begin DATA FOR THE TASK

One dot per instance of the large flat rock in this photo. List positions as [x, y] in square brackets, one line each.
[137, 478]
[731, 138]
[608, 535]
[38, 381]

end DATA FOR THE TASK

Reproduce the records with "large flat rock" swapped for "smooth gray boulder" and nothing else altered.

One dot per instance of the smooth gray boulder in this photo. List positions as [x, y] in square brackets, one line each.
[137, 478]
[731, 138]
[608, 535]
[38, 381]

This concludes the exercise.